Start of MATERIAL FOR THE TASK
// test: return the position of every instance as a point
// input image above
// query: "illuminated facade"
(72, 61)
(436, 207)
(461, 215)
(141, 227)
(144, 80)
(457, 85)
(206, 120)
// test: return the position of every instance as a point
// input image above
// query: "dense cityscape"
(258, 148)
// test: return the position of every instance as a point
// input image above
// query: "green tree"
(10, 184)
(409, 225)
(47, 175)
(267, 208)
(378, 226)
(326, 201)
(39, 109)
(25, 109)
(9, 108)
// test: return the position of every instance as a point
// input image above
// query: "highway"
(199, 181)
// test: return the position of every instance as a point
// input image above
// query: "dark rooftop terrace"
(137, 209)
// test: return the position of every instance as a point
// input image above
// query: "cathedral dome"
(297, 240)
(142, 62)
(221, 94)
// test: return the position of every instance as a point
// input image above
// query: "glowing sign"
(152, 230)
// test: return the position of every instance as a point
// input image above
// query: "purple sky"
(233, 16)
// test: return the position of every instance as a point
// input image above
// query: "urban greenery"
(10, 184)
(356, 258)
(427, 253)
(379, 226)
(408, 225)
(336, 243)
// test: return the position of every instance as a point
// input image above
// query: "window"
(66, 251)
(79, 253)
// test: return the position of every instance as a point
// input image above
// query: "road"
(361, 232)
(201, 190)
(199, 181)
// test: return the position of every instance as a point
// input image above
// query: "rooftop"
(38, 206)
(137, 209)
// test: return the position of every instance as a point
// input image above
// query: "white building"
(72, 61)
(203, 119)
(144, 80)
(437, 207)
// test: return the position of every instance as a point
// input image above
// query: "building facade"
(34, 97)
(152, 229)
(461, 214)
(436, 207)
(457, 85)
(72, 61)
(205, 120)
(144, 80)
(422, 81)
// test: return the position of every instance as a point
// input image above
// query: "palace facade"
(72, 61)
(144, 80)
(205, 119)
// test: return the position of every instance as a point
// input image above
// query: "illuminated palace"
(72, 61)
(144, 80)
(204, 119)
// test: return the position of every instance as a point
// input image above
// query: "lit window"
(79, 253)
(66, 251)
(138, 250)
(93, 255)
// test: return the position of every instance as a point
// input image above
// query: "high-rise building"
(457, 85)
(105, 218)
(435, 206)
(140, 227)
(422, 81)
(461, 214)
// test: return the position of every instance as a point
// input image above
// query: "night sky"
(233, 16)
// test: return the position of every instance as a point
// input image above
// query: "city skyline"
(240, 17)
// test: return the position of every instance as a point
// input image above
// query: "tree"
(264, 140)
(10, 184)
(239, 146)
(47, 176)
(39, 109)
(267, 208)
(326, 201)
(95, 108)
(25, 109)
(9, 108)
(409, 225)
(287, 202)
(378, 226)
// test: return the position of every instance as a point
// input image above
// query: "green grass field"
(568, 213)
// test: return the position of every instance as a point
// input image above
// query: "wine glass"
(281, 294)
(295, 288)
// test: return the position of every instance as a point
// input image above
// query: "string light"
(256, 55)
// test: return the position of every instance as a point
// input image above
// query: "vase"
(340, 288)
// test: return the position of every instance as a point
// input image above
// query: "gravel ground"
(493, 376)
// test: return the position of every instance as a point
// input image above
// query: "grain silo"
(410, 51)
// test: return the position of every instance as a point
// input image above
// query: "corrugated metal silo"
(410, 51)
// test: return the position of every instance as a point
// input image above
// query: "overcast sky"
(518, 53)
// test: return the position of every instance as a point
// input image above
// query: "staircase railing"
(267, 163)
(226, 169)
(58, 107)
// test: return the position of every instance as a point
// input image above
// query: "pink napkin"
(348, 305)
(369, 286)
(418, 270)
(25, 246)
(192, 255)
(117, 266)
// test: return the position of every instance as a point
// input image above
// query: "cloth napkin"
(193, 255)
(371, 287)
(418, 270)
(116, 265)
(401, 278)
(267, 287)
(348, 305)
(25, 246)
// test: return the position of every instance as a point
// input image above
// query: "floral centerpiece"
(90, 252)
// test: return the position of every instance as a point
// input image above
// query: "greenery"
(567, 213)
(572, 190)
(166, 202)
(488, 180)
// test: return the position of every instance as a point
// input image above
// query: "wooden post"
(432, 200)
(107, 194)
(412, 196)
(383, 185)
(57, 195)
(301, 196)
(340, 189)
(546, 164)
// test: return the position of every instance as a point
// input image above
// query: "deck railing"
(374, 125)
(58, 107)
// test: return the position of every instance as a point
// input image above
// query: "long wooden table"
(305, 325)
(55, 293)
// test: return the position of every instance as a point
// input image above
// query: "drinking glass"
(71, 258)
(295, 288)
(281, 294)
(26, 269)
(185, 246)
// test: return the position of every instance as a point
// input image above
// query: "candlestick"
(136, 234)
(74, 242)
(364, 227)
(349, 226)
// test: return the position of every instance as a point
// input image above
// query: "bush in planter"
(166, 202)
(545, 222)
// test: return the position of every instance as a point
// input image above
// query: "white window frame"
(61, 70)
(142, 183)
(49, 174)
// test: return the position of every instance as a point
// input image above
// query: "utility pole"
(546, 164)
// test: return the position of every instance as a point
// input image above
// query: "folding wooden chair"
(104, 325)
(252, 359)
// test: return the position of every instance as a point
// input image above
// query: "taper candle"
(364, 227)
End of MATERIAL FOR THE TASK
> [ASSIGNMENT]
Could you copy each line above word for word?

> [RESULT OF THIS TASK]
// test: return the position of every instance as a point
// input image above
// query: "illuminated facade"
(72, 61)
(436, 207)
(461, 215)
(141, 227)
(144, 80)
(457, 85)
(206, 120)
// test: return the position of every instance as a point
// input image above
// query: "dense cityscape"
(258, 148)
// test: return the position of every instance as a point
// input image above
// query: "green tree"
(10, 184)
(409, 225)
(47, 175)
(267, 208)
(378, 226)
(326, 201)
(39, 109)
(25, 109)
(9, 108)
// test: return the position of every instance as a point
// input image above
// query: "highway"
(199, 181)
// test: return the position of every instance as a point
// input image above
// query: "dark rooftop terrace"
(137, 209)
// test: return the position of every instance as a point
// input image above
// query: "cathedral dome"
(297, 240)
(142, 62)
(221, 94)
// test: return the position of every instance as a point
// input image above
// query: "glowing sign"
(152, 230)
// test: return the position of every instance as a point
// input image above
// query: "purple sky"
(233, 16)
// test: return the position of every instance as a point
// input image above
// query: "urban greenery"
(10, 184)
(356, 258)
(427, 253)
(379, 226)
(408, 225)
(336, 243)
// test: return the position of every instance as a point
// input image above
// query: "window"
(66, 251)
(79, 253)
// test: return the position of every instance as a point
// input image above
// query: "road"
(361, 232)
(201, 190)
(199, 181)
// test: return the position of every instance as a point
// input image above
// query: "rooftop"
(38, 206)
(137, 209)
// test: return the position of every instance as a point
// input image above
// query: "white building"
(72, 61)
(203, 119)
(144, 80)
(437, 207)
// test: return the position of every instance as a point
// input image above
// query: "building facade"
(34, 97)
(152, 229)
(461, 214)
(436, 207)
(457, 85)
(72, 61)
(205, 120)
(144, 80)
(422, 81)
// test: return the position of every instance as a point
// input image above
// query: "palace facade"
(72, 61)
(144, 80)
(205, 119)
// test: return the position of every instance as a point
// input image above
// query: "illuminated palace"
(72, 61)
(144, 80)
(204, 119)
// test: return the position of every instance as a point
// input image above
// query: "lit window"
(79, 253)
(66, 251)
(138, 250)
(93, 255)
// test: return the position of every instance as a point
// input image above
// query: "high-rise building"
(457, 85)
(105, 218)
(435, 206)
(140, 227)
(422, 81)
(461, 214)
// test: return the position of every instance as a point
// input image above
// query: "night sky"
(233, 16)
// test: return the position of every instance as a point
// input image above
// query: "city skyline"
(240, 17)
// test: return the position of every instance as a point
// input image above
// query: "tree"
(264, 140)
(10, 184)
(239, 146)
(47, 176)
(39, 109)
(267, 208)
(326, 201)
(95, 108)
(25, 109)
(9, 108)
(409, 225)
(287, 202)
(378, 226)
// test: return the position of every instance as a point
// input image above
// query: "green grass field"
(568, 213)
// test: return the position of every instance as a point
// input image above
// query: "wine glass"
(281, 294)
(295, 288)
// test: return the position of every instance as a point
// input image above
// query: "string light"
(256, 55)
// test: return the position of every instance as a point
// input image above
// query: "vase"
(340, 288)
// test: return the position of every instance as a point
// input image above
// query: "gravel ground"
(493, 376)
// test: return the position of every instance as a point
// input image above
// query: "grain silo"
(410, 51)
// test: return the position of every instance as a point
// input image above
// query: "corrugated metal silo"
(410, 51)
// test: return the position of every instance as a point
// input image above
// query: "overcast sky"
(518, 53)
// test: return the position of every instance as a point
// input image above
// query: "staircase railing"
(267, 163)
(226, 169)
(58, 107)
// test: return the position of every instance as a point
// input image above
// query: "pink napkin"
(348, 305)
(369, 286)
(418, 270)
(25, 246)
(192, 255)
(117, 266)
// test: return the position of every instance as a point
// input image above
// query: "cloth napkin"
(193, 255)
(371, 287)
(418, 270)
(116, 265)
(401, 278)
(267, 287)
(348, 305)
(25, 246)
// test: return the position of every instance as a point
// input image above
// query: "floral centerpiece"
(90, 252)
// test: return the position of every instance as a point
// input image above
// query: "greenery"
(567, 213)
(572, 190)
(166, 202)
(488, 180)
// test: return the position of every instance as a point
// input image above
// query: "wooden post"
(432, 200)
(107, 194)
(412, 196)
(383, 185)
(57, 195)
(301, 196)
(340, 189)
(546, 164)
// test: return the position of every instance as a point
// input image above
// query: "deck railing"
(374, 125)
(58, 107)
// test: return the position of every instance as a point
// input image above
// query: "long wooden table"
(305, 325)
(55, 293)
// test: return the position of every instance as a point
// input image above
// query: "drinking glass"
(71, 258)
(295, 288)
(281, 294)
(26, 269)
(185, 246)
// test: return the position of every instance as a point
// input image above
// query: "candlestick"
(136, 234)
(74, 242)
(364, 227)
(349, 226)
// test: return the position of every instance as a point
// input image above
// query: "bush in planter"
(166, 202)
(545, 222)
// test: return the position of every instance as a point
// input image above
// query: "white window frame"
(61, 70)
(142, 183)
(49, 174)
// test: return the position of every instance as a point
// input image above
// query: "utility pole"
(546, 164)
// test: return the position of every instance as a point
// input image above
// query: "folding wooden chair"
(104, 325)
(252, 359)
// test: return the position of every instance as a point
// input image above
// query: "taper candle"
(364, 227)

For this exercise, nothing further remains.